◆ Extrait source:

↓

Nous devons réduire les émissions mondiales de gaz à effet de serre de 40 % d’ici 2030. C’est indispensable pour que les jeunes générations soient en mesure de s’adapter aux conséquences du réchauffement climatique dans la deuxième moitié du siècle. Il faut reconnaître que nous n’en prenons pas le chemin et que l’engagement de 2 °C pris dans l’accord de Paris n’est pas suivi d’effet.
Quelle est la part que l’on doit à l’urbanisme au sens large dans le total des émissions de gaz à effet de serre ?
50 % des émissions de gaz à effet de serre sont dues aux activités domestiques : se loger, se déplacer – activités qui ont trait à l’urbanisme – ainsi que se nourrir. Cela représente environ la moitié des émissions émises mondialement, un peu moins de 30 milliards de tonnes de CO2 (ou équivalent-CO2). L’urbanisme a donc un rôle central à jouer dans la réduction des gaz à effet de serre. Notre Stratégie nationale bas carbone (SNBC) compte d’ailleurs beaucoup sur le secteur du bâtiment pour atteindre les objectifs que nous nous sommes fixés. Compte tenu de leur impact environnemental, il y a par exemple un enjeu majeur à être vigilant sur la qualité des matériaux de construction et travailler à un meilleur réemploi de ceux issus des déconstructions.
Quelle importance accordez-vous au renouvellement urbain ?
Le renouvellement urbain permet une vraie synergie entre l’atteinte d’objectifs d’amélioration de la qualité de vie des habitants et de prise en compte des impératifs environnementaux. Par définition, en reconstruisant la ville sur la ville, il participe à la limitation de toute artificialisation des sols supplémentaire. Il faut penser le développement de l’urbanisme qui s’est trop longtemps fait – et encore aujourd’hui parfois – de façon anarchique, sans se préoccuper suffisamment de l’étalement urbain, des mobilités et des problématiques environnementales globales. L’extension des métropoles par cercles concentriques le long d’autoroutes urbaines ne devrait plus se poursuivre.

↑

◆ Enregistrements fournis:
↓

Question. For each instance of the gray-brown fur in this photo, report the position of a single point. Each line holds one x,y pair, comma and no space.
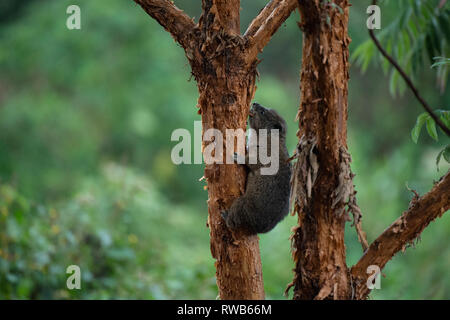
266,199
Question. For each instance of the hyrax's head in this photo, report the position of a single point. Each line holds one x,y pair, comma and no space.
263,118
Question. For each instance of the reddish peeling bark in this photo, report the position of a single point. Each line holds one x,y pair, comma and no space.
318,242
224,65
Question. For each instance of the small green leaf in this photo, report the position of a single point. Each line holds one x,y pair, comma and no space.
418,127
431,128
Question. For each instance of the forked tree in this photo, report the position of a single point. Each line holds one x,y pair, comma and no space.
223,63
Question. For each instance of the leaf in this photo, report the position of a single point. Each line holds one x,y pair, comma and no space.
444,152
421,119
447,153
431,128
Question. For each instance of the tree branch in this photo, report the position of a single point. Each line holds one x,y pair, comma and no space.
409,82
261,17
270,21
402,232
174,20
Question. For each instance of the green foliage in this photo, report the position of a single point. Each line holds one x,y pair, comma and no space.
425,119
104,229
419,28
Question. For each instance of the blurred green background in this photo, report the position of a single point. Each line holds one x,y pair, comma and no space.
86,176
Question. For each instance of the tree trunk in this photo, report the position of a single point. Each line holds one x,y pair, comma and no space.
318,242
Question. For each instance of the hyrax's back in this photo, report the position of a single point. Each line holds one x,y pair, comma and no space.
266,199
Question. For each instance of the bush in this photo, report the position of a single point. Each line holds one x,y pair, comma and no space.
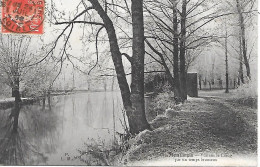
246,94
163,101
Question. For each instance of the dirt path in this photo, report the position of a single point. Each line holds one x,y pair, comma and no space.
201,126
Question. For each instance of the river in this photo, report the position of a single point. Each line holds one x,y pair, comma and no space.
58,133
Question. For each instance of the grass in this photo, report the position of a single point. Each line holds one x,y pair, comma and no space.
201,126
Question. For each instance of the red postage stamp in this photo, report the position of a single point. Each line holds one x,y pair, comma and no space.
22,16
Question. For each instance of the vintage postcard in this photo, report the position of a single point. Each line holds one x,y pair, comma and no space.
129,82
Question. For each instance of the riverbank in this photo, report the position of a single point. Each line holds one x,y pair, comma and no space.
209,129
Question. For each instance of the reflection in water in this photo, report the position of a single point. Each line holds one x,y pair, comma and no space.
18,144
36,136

↑

◆ Énoncé rédigé:
Rédigez la suite de l'entretien sur l'urbanisme et les émissions de gaz à effet de serre, en reprenant après sa dernière phrase.

◆ Réponse attendue:
Il faut parler de justice sociale mais il ne faut pas oublier la justice climatique (...) car le changement climatique va encore accroître les inégalités.
En quoi la lutte contre le réchauffement climatique revêt un enjeu majeur dans les quartiers populaires ?
Comme d’autres l’ont dit avant moi, je pense que si on ne résout pas le problème social, on ne résoudra pas le problème climatique. Il faut parler de justice sociale mais il ne faut pas oublier la justice climatique car, dans un monde où les inégalités tendent à augmenter, le changement climatique va encore les accroître. Il risque de toucher dans un premier temps les personnes vulnérables socialement et financièrement.
Concrètement, quelles sont les conséquences pour les habitants de ces quartiers ?
Par exemple, lorsqu’il fait trop chaud en ville, certains partent chercher la fraîcheur à la campagne. Mais combien de personnes peuvent se payer ce luxe, en particulier dans les quartiers les plus défavorisés ? Les vagues de chaleur sont d’une inégalité flagrante ! Par ailleurs, le lien entre la lutte contre le réchauffement climatique et la vie de tous les jours ne se fait pas toujours spontanément. Il faut faire comprendre au plus grand nombre que cela se traduit souvent très concrètement dans le montant des factures d’électricité ou de gaz. Cela varie en fonction du système de chauffage mais, globalement, moins on a besoin de chauffer, moins on émet de gaz à effets de serre, moins la facture énergétique est élevée.
Dans vos travaux vous insistez sur l’intégration des connaissances. De quoi s’agit-il ?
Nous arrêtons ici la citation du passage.